- Deine Aufgabe 1
Prüfe, ob die drei Aussagen (a), (b) und (c) zum Auszug über Brutus Bullkopf und Karlo stimmen. Antworte jeweils mit Ja oder Nein und zitiere die Worte aus dem Auszug, die den Ausschlag geben.

(a) Brutus Bullkopf ist aus dem Gefängnis ausgebrochen.
(b) Karlo hat Bullkopf damals wegen eines Rubins verraten.
(c) Der eigentliche Grund für Karlos Interesse an der Bootsbergung ist Sentimentalität.

- Vorliegender Auszug
Das alles ist zwar gut und schön, aber doch nicht der ganz große Spannungsgarant - der kommt aber natürlich rasch hinzu: Brutus Bullkopf, einst Passagier auf der Steamboat Willie und von Karlo an die Polizei verraten, ist aus dem Gefängnis ausgebrochen, um Rache zu nehmen.


Das Publikum ist wenig begeistert

Ursächlich für den damaligen Verrat war die von Bullkopf ergatterte Beute: Ein riesiger Rubin, den Karlo an sich zu bringen gedachte. Und dieser ist, für den Leser und Micky Maus nicht sonderlich überraschend, der eigentliche Grund für Karlos Interesse an der Bootsbergung, nicht die vorgegaukelte Sentimentalität. Aber dennoch kann er sich der Auswirkungen der alten Erinnerungen nicht entziehen...

- Vorliegende Daten
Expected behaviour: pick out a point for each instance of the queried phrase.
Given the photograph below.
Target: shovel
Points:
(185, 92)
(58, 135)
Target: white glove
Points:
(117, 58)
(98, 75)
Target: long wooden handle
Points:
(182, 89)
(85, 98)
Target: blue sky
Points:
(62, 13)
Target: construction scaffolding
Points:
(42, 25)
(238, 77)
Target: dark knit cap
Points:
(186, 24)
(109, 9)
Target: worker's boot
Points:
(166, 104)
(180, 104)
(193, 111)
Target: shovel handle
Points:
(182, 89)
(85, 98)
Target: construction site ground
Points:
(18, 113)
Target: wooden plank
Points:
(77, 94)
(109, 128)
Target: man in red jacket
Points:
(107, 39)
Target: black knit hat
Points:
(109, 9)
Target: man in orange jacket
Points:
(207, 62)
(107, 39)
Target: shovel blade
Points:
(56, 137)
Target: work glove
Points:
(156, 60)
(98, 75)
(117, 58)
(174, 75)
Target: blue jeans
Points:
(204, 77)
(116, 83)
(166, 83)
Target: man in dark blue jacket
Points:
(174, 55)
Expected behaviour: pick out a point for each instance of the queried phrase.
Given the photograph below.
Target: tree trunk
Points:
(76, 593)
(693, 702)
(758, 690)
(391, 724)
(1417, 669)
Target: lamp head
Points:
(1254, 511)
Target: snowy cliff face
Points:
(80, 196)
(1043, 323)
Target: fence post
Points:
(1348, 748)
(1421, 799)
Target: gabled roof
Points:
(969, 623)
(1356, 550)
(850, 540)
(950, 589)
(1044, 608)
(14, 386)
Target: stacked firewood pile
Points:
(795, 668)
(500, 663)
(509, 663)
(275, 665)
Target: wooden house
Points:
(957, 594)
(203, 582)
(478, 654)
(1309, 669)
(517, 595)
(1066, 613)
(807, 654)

- Deine Aufgabe 2
Finde in der Liste oben alle Zeilen, in denen die Zeichenfolge "construction" vorkommt, und schreib diese Zeilen unverändert ab.

- Vollständige Antwort 1
(a) Ja: „ist aus dem Gefängnis ausgebrochen, um Rache zu nehmen“
(b) Ja: „Ursächlich für den damaligen Verrat war die von Bullkopf ergatterte Beute: Ein riesiger Rubin, den Karlo an sich zu bringen gedachte.“
(c) Nein: „der eigentliche Grund für Karlos Interesse an der Bootsbergung, nicht die vorgegaukelte Sentimentalität“

- Vollständige Antwort 2
Target: construction scaffolding
Target: construction site ground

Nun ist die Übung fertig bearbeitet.